ТЕКСТ ДЛЯ ЧТЕНИЯ
Сталин был тут дотошен, вникал во все мелочи, умел выявлять то, что истинно думают его собеседники, не терпя общих и громких фраз. Чтобы говорить со Сталиным, нужно было отлично знать свой предмет, быть предельно конкретным и самому иметь определенное мнение. Своими вопросами он как бы подталкивал к тому, чтобы собеседник сам во всей полноте раскрывал суть вопроса.

- А как вы смотрите, товарищ Байбаков (Сталин делал ударение на втором слоге), на дальнейшие перспективы развития "Второго Баку"? Что вам еще может потребоваться?

Он проницательно приглядывался к людям, к тому, кто как себя держит, как отвечает на вопросы. Чувствовалось, что все это его интересовало, и люди раскрывались перед ним именно через их заинтересованность делом.

(Записи разметки координат)
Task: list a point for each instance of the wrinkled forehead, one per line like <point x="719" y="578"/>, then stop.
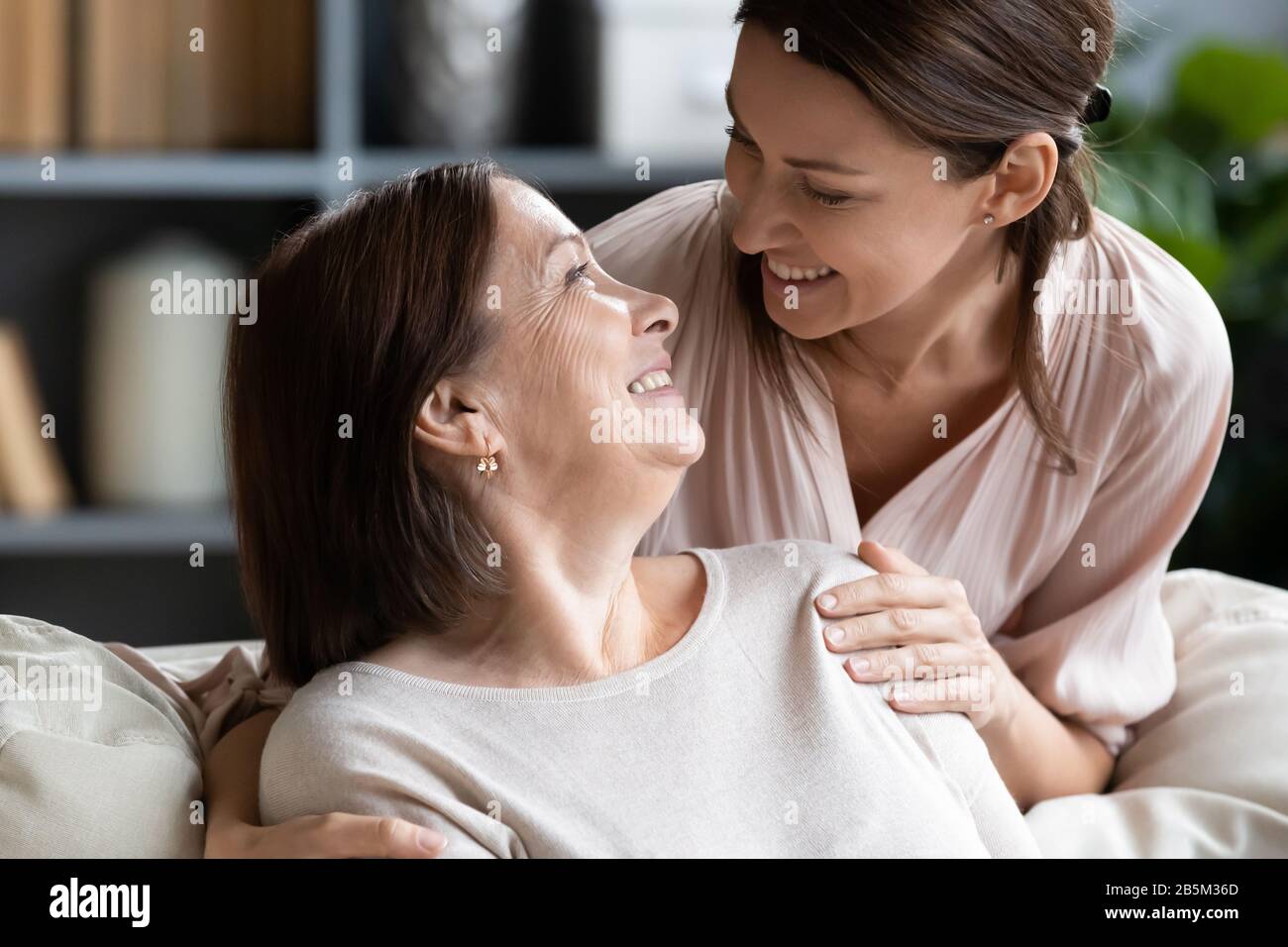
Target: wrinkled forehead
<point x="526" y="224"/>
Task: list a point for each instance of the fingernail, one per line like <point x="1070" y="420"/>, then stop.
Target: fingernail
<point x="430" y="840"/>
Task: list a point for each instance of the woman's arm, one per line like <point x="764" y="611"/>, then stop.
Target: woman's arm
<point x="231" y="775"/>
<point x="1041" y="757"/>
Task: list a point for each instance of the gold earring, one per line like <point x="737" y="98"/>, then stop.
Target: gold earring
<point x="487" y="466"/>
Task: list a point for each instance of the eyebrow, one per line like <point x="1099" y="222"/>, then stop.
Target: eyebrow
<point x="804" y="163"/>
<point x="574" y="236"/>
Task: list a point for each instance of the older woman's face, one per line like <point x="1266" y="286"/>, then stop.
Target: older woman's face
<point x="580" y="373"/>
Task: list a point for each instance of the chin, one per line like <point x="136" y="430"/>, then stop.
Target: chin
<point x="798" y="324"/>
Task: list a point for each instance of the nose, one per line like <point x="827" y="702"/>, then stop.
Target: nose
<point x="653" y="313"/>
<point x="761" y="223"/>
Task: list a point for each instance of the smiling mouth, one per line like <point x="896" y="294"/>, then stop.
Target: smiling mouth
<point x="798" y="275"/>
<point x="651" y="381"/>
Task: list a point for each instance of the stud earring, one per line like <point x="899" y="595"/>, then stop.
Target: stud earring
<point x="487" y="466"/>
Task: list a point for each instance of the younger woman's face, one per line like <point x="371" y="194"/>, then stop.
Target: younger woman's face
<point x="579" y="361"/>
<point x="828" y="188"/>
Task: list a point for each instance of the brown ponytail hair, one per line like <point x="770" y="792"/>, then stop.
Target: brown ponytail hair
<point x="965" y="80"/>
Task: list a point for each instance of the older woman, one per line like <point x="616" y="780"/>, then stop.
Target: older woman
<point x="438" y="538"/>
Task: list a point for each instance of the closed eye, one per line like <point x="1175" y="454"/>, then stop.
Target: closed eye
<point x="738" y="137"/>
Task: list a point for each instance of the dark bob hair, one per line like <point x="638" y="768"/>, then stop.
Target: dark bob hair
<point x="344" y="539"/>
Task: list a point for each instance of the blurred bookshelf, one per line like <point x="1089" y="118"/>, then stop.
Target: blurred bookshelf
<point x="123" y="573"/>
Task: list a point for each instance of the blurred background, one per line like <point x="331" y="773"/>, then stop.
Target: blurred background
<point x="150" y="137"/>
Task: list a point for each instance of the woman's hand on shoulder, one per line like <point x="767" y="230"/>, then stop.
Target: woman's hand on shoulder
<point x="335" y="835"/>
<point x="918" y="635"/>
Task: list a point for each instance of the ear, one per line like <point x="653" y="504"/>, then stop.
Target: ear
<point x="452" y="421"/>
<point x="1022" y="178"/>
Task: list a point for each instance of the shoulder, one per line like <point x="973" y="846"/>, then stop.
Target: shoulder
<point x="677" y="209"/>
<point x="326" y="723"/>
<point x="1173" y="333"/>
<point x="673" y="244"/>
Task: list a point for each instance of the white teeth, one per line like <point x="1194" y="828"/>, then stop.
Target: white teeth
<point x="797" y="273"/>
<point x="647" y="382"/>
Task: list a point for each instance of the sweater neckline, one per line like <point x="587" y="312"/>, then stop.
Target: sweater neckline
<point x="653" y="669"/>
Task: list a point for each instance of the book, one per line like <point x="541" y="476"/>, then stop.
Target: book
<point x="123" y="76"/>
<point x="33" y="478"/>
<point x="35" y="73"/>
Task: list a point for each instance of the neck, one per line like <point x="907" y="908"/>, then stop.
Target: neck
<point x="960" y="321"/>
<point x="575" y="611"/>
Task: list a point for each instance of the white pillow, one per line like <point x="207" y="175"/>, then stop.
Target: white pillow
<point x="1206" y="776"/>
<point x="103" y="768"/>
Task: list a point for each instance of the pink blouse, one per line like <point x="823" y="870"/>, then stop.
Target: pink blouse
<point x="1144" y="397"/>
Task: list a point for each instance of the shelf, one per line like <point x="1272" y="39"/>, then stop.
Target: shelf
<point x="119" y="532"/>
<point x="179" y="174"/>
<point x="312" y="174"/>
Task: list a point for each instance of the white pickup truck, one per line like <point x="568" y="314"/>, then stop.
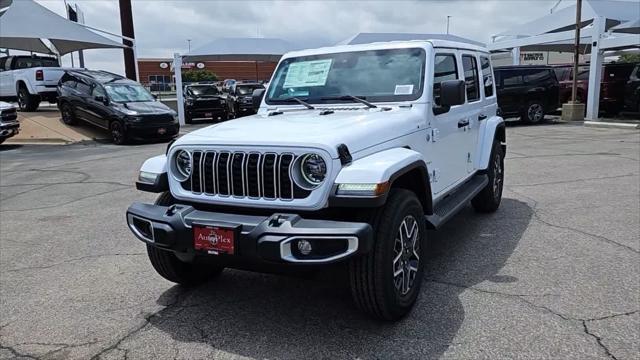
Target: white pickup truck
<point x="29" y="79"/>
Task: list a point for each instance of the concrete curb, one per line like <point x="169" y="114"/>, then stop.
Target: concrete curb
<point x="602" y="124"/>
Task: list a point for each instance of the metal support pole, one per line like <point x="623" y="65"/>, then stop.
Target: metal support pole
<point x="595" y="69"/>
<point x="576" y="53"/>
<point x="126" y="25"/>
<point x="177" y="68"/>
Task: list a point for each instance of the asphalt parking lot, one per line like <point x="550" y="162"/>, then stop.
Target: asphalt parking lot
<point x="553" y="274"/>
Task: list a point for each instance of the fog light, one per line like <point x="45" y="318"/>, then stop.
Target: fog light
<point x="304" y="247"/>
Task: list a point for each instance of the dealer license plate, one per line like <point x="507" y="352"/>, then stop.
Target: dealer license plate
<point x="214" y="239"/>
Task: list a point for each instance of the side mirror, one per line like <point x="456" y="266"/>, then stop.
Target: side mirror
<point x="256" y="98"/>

--

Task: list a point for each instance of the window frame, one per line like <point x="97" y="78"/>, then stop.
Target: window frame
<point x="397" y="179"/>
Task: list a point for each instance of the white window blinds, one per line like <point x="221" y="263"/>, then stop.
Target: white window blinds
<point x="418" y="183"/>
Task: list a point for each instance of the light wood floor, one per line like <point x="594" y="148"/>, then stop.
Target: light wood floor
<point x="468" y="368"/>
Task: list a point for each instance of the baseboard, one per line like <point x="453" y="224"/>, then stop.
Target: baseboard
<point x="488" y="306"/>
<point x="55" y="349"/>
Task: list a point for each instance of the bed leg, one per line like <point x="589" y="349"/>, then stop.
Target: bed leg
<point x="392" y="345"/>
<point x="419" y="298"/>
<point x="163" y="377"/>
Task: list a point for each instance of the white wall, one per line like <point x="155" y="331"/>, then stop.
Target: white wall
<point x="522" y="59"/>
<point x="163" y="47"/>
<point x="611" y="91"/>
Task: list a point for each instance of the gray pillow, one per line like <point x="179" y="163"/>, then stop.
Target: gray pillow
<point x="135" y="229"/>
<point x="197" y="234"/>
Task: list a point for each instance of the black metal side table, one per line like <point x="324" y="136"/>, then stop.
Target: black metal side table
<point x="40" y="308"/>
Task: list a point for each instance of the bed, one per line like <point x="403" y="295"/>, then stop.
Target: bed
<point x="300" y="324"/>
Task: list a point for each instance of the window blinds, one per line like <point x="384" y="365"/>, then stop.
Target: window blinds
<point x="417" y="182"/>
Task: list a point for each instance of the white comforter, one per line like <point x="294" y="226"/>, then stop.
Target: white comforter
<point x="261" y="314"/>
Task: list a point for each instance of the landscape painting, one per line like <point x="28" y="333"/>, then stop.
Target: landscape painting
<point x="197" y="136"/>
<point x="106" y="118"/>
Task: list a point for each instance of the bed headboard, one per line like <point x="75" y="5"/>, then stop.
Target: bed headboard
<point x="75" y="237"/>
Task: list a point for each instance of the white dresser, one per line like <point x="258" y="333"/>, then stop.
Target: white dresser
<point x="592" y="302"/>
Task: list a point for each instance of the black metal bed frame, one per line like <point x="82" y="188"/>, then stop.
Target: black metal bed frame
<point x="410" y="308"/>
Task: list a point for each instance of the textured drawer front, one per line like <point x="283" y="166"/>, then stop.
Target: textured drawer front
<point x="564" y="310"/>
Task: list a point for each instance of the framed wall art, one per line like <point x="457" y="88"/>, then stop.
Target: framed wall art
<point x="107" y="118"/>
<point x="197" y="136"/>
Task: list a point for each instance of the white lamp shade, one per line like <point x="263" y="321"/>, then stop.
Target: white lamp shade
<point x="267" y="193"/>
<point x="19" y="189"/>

...

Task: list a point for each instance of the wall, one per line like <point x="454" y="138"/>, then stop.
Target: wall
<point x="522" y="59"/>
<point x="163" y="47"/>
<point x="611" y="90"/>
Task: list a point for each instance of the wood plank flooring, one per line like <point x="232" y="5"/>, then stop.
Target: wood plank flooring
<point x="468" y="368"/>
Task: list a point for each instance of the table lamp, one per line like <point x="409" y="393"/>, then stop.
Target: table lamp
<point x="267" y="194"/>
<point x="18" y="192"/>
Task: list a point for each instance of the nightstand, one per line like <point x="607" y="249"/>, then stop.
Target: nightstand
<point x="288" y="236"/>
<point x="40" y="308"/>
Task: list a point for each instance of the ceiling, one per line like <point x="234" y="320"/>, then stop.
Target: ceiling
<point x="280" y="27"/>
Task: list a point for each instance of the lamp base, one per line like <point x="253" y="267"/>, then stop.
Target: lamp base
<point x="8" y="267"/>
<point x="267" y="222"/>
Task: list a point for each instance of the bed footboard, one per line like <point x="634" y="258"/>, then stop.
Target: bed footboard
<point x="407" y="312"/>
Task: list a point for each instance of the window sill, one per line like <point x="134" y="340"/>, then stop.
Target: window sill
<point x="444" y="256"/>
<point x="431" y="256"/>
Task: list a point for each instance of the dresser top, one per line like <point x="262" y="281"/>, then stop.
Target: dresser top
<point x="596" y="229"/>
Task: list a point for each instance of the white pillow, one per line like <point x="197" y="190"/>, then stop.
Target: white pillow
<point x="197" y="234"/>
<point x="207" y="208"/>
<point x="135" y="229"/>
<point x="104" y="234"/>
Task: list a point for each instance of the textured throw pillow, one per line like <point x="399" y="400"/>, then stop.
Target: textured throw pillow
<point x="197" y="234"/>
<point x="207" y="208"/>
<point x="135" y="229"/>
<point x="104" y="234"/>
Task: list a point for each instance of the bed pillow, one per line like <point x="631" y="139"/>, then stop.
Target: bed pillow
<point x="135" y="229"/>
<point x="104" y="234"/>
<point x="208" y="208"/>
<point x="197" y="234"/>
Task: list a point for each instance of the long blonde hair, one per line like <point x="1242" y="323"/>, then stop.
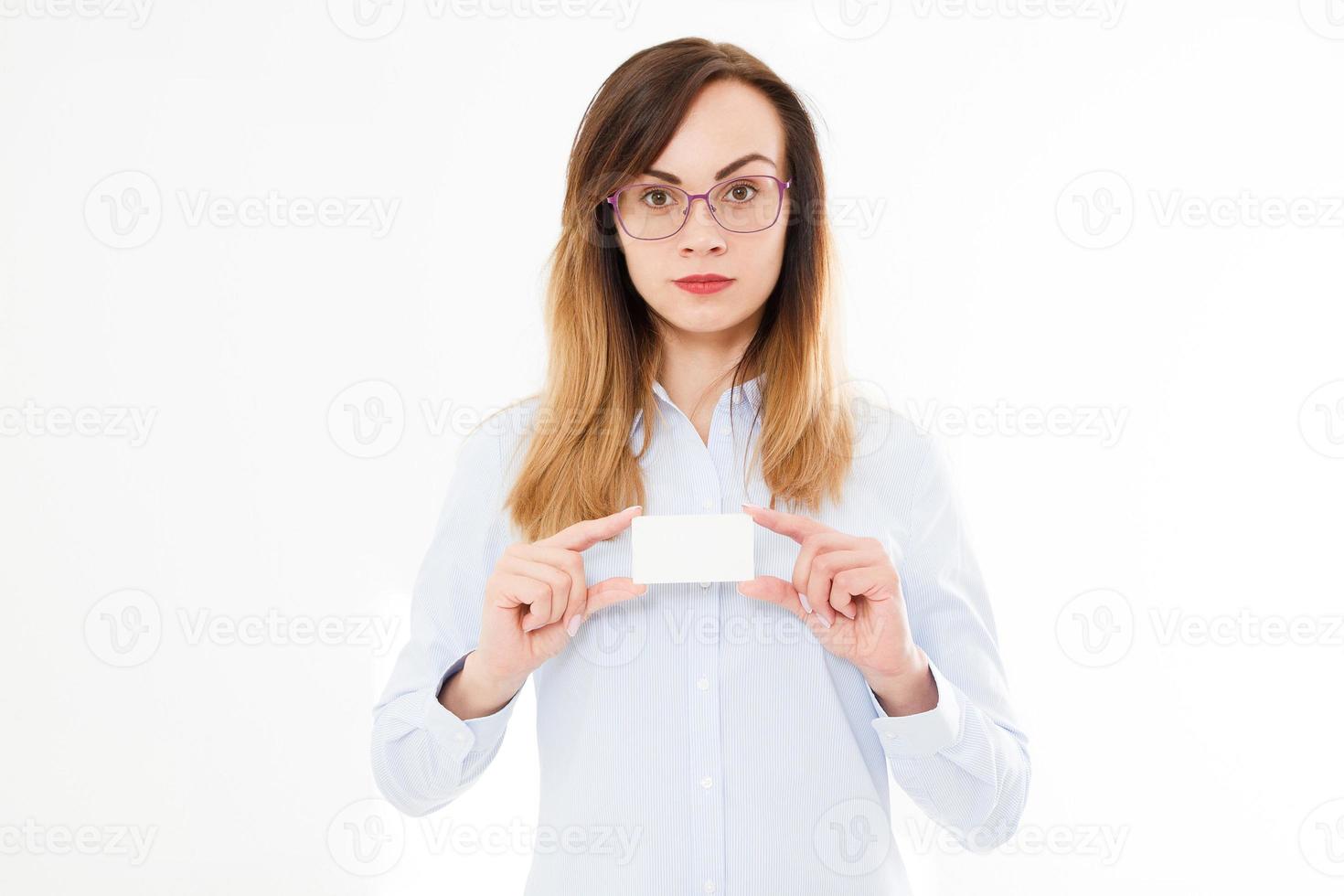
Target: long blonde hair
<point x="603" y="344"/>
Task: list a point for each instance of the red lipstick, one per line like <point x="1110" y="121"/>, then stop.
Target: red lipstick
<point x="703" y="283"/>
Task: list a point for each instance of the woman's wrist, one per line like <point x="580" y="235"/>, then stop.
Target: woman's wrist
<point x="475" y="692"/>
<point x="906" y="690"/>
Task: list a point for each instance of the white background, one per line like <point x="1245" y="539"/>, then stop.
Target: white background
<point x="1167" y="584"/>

ЧТО СДЕЛАТЬ
**A)** Перепишите из отрывка о Сталине кусок, который начинается словами "- А как вы смотрите, товарищ" и идет до слов "их заинтересованность делом." включительно.
**B)** На каком слоге Сталин, судя по отрывку о Сталине, делал ударение в фамилии Байбаков?

ОТВЕТЫ ПО ЗАДАНИЯМ
**A)**
- А как вы смотрите, товарищ Байбаков (Сталин делал ударение на втором слоге), на дальнейшие перспективы развития "Второго Баку"? Что вам еще может потребоваться?

Он проницательно приглядывался к людям, к тому, кто как себя держит, как отвечает на вопросы. Чувствовалось, что все это его интересовало, и люди раскрывались перед ним именно через их заинтересованность делом.

**B)** На втором слоге.